Directive A → Write out the listing below verbatim, from the line with "Where can you see the hay" up to and including the final line of the listing.

Text shown →
# # # # # # #

Export to GitHub

jaql - issue #9

Semantics of global variables


Posted on Mar 12, 2009 by Grumpy Monkey

Jaql treats the definition of global variables as simply a definition; it does not evaluate the variable's value immediately. The variable definition is included in each query evaluation, which means the variable will be evaluated for each query evaluation. Moreover, the variable can be inlined inside the query in such a way that causes it to be evaluated multiple times in a single query.

The "materialize $var" statement can be used to force the evaluation of a variable. This doesn't seem very clean, but provides a short-term workaround. One problem with materialization is the value is not stored in a map/reducible location (eg hdfs), so we do not get map/reduce over the variable result. This is a general problem with all variables. Moreover, it is unclear when we should materialize into a distributed location (for large results this makes sense) vs store in memory (for small results). Currently, the user has to handle this using an explicit write.

Another issue is that global variables are never redefined; instead a new variable is created that hides the old one - old references are still to the old variable. This makes variable definitions feel like they are evaluated immediately even though the evaluation is lazy, but causes unexpected results in the case of functions. Consider two examples:

$x = 1; $y = $x + 1; $x = 2; $y; // produces 2, which seems right.

$f = fn() 1; $g = fn() $f() + 1; $f = fn() 2; // incorrectly think this redefines $f() and therefore affects $g $g(); // produces 2, which seems wrong

We need some more thinking here.

Status: Accepted

Labels:
Type-Task Priority-Medium

# # # # # # #

Source records →
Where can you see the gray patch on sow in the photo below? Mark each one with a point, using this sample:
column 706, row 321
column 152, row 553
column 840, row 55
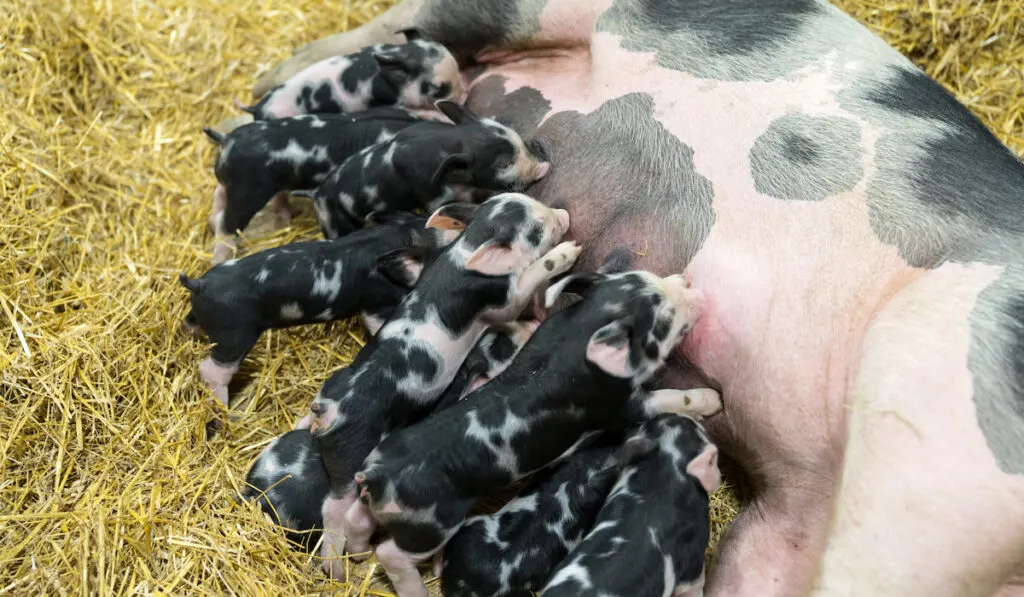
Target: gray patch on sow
column 807, row 158
column 995, row 359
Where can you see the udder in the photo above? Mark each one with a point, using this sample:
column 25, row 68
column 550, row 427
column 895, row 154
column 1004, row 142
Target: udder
column 656, row 166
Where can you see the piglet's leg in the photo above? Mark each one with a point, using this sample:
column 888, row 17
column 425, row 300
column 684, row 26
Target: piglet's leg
column 333, row 546
column 695, row 402
column 359, row 525
column 554, row 263
column 400, row 568
column 218, row 376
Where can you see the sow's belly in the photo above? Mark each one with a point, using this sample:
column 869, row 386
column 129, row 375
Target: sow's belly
column 756, row 188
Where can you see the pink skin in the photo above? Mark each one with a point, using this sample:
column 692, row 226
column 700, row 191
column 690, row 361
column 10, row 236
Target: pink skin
column 333, row 547
column 217, row 377
column 358, row 525
column 876, row 336
column 400, row 568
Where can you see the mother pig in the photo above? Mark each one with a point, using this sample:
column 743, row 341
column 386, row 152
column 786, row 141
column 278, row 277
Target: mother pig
column 859, row 237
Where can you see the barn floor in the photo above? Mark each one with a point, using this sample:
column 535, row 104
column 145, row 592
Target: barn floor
column 108, row 482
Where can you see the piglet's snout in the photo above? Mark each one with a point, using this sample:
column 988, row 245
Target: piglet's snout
column 688, row 301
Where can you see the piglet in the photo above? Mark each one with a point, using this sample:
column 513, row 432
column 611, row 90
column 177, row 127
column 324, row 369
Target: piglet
column 289, row 477
column 289, row 481
column 508, row 250
column 417, row 169
column 650, row 536
column 578, row 375
column 368, row 272
column 261, row 162
column 414, row 75
column 512, row 552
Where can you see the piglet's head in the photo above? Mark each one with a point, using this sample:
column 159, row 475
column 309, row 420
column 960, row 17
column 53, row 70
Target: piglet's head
column 680, row 439
column 422, row 71
column 646, row 316
column 505, row 233
column 487, row 154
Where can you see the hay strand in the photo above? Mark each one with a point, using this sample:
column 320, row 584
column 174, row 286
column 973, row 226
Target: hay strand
column 108, row 482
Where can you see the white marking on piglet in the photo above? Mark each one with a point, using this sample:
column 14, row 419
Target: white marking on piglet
column 574, row 571
column 291, row 311
column 328, row 287
column 507, row 459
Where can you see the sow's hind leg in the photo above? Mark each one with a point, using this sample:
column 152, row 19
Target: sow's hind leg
column 932, row 497
column 465, row 27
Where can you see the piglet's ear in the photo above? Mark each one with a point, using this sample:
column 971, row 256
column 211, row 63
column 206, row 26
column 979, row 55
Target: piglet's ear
column 411, row 34
column 705, row 469
column 494, row 258
column 454, row 170
column 635, row 449
column 454, row 216
column 456, row 112
column 402, row 266
column 573, row 284
column 609, row 348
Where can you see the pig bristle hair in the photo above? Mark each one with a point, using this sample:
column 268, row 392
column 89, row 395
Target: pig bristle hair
column 111, row 485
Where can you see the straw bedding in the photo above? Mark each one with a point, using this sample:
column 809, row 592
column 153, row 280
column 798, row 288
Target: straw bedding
column 108, row 481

# # # # # # #

Directive B → According to the jaql issue on global variables, which statement can force the evaluation of a variable?

Final result A →
Where can you see the hay strand in the photo above? Mark each one with a point, using this sample:
column 320, row 584
column 174, row 286
column 973, row 226
Target: hay strand
column 108, row 482
Where can you see the white marking on piglet in the photo above? Mark each one with a point, using this sample:
column 14, row 419
Target: white marking on piglet
column 574, row 571
column 291, row 311
column 328, row 287
column 507, row 459
Where can you see the sow's hind leg in the photo above? Mark each one with a point, using this sample:
column 152, row 19
Target: sow's hind leg
column 932, row 497
column 465, row 27
Where can you see the piglet's ear in the photo above? Mark each one with a point, using this sample:
column 971, row 256
column 211, row 63
column 206, row 26
column 979, row 55
Target: piglet's ear
column 411, row 34
column 705, row 469
column 494, row 258
column 454, row 170
column 635, row 449
column 454, row 216
column 456, row 112
column 402, row 266
column 573, row 284
column 609, row 348
Where can you see the pig bristle hair in the photo above? Mark each one with a point, using this sample:
column 268, row 392
column 89, row 395
Target: pig bristle hair
column 111, row 485
Where can you see the straw bedding in the photo above? Mark each one with a point, using this sample:
column 809, row 592
column 153, row 280
column 798, row 288
Target: straw bedding
column 108, row 481

Final result B → The "materialize $var" statement.